### Passage shown
○ ○ ○ ○ ○
Heard that one? Well, it’s true, let me tell you. I was the genie.

You would imagine, as an immortal being whose task it is to grant wishes, I would have seen more than my fair share of happiness over the millennia. Not so, though. I have some thoughts on the subject.

You people – you mortals – you can never figure out what you actually want. I mean that, too – you cannot, as in you are not capable. A man wishes for wealth and dies alone. A woman wishes for beauty only to drown the next week. A boy wishes for power only to pine for his mother. On and on and on it goes. You don’t know what tomorrow brings and, so terrified that Death might have penciled you in for Friday, you pick the absolute worst thing for you at the time and think it solves all your problems. It is so consistent as to be actively tragic.

Had a guy once – sometime in Ancient Babylon – wish to be an invulnerable warrior. Easy enough, right? How can a guy go wrong with that? Simple: his tribe, the people he wanted to protect, drove him out of their lands claiming he was a demon. So he was the world’s biggest badass with nothing to fight for. He died of old age as a hermit. Blamed me, too.

I don’t trick people, okay? Not my thing. I’m a servant of the lamp and that’s it – you rub, I appear, and we do business. I am not “imprisoned” in the lamp – it’s just a convenient hole in space-time for me to zip through. I’ve got a life outside of this one. I mean, not one you’d easily understand, but it’s there. Had one lady wish to have me explain it to her once. She went insane.

So, yeah, I’m not upset when somebody rubs the lamp and pops me out. Not a big deal – less than an eye-blink in the breadth and depth of the cosmos, understand? You really cannot waste my time, since I have as much of it as I want. When you wish for something, I give it to you – no judgment, no tricks. Do I sometimes screw up the details? Yeah, sure – some of you guys are damned unclear. I mean, how am I supposed to interpret “I wish for the world?” Go on – I dare you to figure out, in concrete terms, what that means exactly. That guy’s name was Atlas and man, was he pissed. Not my problem though – if you can’t be bothered to read the fine print on the lamp itself, don’t come crying to me.

Anyway, where was I? Oh, right – wishes. Let’s get this out of the way: You can’t wish for true happiness, okay? You can’t have it like that. I cannot give it to you, much as I might want to. You mortals are always thinking in external terms – give me gold, give me power, give me land, give me love – and that’s missing the entire point. Happiness comes from within.

Oh sure, the occasional wise-acre wishes for internal happiness, but it doesn’t work. I just have to turn them into different people. Is that success? You want to know what really happened to Attila the Hun? They say he died of a brain hemorrhage while doing the wild thing after deciding not to sack Rome. What he did instead was take the lamp, given him by Pope Leo I (who had used it to become pope), in exchange for sparing the city. So he did. And then he wished to be truly, permanently happy. I turned him into a friendly dog – best I could do. His followers did the rest.
○ ○ ○ ○ ○
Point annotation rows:

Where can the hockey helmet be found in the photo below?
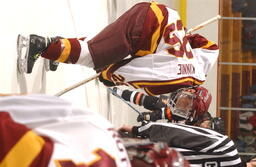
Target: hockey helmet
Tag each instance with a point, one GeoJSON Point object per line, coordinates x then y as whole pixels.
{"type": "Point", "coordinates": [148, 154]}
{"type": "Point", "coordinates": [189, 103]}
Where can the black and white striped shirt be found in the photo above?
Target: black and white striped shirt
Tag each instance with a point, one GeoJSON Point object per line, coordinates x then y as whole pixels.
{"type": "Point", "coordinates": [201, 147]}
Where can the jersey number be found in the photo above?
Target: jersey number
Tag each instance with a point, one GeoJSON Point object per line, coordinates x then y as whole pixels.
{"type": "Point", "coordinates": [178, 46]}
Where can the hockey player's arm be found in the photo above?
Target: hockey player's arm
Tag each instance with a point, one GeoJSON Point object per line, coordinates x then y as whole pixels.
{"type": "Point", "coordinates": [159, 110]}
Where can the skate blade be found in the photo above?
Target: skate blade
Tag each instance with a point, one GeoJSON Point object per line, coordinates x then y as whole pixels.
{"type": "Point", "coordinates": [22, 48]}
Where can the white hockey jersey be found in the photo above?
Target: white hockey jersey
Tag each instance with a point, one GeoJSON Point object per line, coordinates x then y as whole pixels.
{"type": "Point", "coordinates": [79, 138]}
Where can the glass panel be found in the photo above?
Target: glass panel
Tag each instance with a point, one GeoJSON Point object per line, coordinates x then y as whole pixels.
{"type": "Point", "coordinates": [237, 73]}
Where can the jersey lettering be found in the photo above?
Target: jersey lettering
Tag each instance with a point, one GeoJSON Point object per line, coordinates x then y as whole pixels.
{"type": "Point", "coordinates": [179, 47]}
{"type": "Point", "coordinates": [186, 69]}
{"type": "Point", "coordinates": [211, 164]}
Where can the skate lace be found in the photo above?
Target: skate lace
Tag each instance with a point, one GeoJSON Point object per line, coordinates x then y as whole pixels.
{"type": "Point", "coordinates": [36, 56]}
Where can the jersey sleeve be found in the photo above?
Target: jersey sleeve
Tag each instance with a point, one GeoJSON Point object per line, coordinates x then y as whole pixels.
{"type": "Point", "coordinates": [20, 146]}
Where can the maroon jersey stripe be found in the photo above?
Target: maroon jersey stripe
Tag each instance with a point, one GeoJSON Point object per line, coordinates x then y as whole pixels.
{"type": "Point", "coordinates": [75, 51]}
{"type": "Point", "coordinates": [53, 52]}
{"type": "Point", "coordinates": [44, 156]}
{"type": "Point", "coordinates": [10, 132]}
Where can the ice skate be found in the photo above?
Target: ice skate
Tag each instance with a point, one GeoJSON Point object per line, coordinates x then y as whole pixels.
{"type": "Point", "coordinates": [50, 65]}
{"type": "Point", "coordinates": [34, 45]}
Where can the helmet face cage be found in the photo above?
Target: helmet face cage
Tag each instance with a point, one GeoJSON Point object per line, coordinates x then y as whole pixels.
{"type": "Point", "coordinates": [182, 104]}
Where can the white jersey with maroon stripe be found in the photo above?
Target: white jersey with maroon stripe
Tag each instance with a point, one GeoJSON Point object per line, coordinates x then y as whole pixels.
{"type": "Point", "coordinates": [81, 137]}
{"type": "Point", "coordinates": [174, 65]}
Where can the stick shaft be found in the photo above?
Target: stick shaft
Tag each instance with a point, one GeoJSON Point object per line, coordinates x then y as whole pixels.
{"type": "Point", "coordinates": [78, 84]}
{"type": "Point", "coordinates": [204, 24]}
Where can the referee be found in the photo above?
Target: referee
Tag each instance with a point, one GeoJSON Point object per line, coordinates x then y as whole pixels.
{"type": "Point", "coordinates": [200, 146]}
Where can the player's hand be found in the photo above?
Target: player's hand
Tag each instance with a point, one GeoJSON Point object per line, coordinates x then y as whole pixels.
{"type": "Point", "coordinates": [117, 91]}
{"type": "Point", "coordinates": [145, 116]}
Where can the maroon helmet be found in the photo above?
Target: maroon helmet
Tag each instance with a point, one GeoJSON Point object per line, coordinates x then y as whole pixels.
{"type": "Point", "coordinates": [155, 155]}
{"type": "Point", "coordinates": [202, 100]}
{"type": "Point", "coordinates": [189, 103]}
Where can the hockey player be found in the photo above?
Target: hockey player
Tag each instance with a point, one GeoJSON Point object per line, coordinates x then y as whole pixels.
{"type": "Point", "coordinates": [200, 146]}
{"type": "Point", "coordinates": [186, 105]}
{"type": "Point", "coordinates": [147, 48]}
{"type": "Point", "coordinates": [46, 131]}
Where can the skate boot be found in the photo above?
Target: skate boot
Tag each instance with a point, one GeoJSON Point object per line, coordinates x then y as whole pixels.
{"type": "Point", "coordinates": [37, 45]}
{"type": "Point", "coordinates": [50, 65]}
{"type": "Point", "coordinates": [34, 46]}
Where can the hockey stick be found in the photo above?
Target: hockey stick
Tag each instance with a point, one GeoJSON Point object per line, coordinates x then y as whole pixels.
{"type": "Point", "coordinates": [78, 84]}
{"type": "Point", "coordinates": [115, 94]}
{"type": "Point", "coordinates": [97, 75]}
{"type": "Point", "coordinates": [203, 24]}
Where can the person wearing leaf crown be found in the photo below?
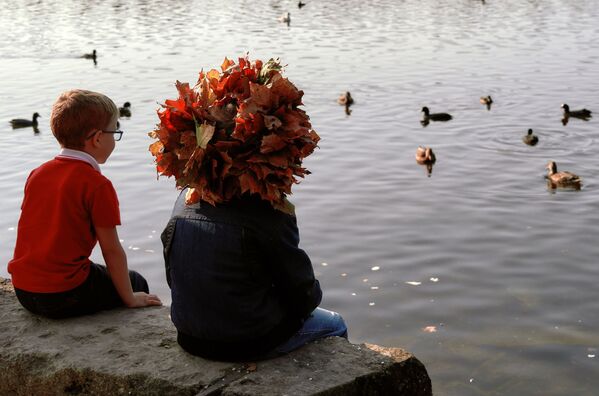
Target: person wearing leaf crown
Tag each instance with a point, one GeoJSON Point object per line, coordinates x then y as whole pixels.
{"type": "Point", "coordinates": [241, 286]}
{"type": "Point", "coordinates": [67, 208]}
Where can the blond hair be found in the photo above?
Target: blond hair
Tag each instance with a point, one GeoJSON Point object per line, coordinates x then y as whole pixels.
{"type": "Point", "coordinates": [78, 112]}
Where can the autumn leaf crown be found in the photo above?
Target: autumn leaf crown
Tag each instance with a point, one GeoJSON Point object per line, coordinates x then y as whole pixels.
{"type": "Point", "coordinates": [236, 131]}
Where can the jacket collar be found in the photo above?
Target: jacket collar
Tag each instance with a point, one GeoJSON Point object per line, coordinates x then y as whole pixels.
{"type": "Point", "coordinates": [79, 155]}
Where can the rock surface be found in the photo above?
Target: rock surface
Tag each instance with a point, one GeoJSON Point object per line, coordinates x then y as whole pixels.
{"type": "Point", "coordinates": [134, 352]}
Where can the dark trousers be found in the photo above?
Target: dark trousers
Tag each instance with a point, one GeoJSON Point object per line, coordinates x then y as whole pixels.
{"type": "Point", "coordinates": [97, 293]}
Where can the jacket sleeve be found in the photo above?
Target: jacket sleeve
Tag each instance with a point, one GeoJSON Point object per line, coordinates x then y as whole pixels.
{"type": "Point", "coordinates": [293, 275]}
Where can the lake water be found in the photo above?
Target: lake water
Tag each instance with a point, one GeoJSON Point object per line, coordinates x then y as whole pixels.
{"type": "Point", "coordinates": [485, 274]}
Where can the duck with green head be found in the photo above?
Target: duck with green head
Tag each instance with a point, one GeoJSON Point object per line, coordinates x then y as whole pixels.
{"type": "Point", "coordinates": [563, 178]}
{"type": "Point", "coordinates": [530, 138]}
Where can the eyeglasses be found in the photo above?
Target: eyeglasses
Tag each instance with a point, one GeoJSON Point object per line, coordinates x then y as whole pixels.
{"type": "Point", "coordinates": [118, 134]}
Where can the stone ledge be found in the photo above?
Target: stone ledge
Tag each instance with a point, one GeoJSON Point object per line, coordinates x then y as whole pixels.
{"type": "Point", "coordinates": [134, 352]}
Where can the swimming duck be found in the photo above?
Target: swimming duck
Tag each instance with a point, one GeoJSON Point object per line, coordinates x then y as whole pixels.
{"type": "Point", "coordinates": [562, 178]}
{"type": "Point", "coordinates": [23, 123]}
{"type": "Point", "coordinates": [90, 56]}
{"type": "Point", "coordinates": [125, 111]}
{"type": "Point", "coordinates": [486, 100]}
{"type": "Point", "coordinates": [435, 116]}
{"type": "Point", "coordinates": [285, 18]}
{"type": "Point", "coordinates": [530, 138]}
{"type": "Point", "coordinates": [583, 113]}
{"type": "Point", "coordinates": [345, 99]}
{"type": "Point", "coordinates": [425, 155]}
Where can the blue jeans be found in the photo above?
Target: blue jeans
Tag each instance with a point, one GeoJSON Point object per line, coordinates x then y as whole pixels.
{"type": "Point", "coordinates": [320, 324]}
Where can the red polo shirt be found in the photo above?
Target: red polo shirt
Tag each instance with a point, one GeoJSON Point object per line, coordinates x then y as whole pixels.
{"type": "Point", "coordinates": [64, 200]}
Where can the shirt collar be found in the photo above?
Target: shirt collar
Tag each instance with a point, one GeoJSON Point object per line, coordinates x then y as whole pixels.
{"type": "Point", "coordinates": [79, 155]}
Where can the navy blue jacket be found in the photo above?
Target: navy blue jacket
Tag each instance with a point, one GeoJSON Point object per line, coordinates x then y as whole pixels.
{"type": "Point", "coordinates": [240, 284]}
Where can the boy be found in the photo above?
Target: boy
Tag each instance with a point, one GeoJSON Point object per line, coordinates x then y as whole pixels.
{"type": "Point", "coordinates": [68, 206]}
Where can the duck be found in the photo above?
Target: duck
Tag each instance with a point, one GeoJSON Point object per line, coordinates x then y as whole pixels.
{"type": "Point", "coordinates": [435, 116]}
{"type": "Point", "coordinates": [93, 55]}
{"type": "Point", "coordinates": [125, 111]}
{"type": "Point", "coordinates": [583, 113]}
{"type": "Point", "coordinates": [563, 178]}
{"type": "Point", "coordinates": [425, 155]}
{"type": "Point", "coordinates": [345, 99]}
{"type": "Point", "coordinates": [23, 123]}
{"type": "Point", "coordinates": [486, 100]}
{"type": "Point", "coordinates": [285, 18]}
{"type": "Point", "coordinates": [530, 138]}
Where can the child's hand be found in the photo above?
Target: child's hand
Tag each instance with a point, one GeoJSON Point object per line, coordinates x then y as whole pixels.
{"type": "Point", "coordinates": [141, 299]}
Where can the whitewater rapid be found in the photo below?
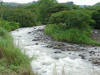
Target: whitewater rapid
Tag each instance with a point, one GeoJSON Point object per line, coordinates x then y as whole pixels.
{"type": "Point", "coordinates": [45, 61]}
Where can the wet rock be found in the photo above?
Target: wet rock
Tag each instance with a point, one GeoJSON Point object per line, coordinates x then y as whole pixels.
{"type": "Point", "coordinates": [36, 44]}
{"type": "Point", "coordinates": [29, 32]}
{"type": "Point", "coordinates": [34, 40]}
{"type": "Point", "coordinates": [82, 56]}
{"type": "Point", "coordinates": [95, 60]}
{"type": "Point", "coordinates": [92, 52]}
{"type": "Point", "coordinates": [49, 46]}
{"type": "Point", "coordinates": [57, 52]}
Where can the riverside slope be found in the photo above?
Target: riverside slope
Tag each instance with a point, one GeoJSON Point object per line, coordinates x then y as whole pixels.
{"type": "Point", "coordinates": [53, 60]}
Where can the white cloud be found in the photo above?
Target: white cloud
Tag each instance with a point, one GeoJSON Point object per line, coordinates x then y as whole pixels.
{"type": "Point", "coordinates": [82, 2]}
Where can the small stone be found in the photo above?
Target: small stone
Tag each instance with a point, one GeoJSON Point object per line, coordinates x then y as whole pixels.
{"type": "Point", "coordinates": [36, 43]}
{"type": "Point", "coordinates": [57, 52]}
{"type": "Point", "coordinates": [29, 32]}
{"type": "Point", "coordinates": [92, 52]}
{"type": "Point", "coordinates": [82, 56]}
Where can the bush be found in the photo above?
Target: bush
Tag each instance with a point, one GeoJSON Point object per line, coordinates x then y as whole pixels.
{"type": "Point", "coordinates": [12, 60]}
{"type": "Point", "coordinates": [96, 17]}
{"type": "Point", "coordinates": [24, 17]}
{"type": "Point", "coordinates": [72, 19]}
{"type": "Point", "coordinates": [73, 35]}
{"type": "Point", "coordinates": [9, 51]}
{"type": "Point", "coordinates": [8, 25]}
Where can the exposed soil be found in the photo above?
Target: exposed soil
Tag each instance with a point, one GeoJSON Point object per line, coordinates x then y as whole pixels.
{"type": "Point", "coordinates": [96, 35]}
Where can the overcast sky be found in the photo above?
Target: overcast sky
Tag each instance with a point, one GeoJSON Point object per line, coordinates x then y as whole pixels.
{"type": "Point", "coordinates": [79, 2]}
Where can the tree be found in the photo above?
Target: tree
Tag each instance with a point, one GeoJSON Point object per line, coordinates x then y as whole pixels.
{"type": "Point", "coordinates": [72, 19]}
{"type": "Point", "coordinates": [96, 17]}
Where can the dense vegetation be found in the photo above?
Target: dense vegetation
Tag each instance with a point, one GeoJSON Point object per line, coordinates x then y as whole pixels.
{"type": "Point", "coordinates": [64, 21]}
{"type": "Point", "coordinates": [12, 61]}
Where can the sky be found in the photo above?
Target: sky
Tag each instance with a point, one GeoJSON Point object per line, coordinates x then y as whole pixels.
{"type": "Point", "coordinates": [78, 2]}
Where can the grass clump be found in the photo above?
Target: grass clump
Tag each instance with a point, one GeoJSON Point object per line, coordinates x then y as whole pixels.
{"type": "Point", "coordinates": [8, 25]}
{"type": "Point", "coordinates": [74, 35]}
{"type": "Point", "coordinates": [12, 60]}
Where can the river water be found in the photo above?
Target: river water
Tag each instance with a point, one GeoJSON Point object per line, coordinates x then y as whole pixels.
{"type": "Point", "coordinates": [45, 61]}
○ ○ ○ ○ ○
### Short exercise
In the genie passage, copy everything from "Anyway, where was" down to "comes from within.", putting "silver" in place of "gold".

### Exercise response
Anyway, where was I? Oh, right – wishes. Let’s get this out of the way: You can’t wish for true happiness, okay? You can’t have it like that. I cannot give it to you, much as I might want to. You mortals are always thinking in external terms – give me silver, give me power, give me land, give me love – and that’s missing the entire point. Happiness comes from within.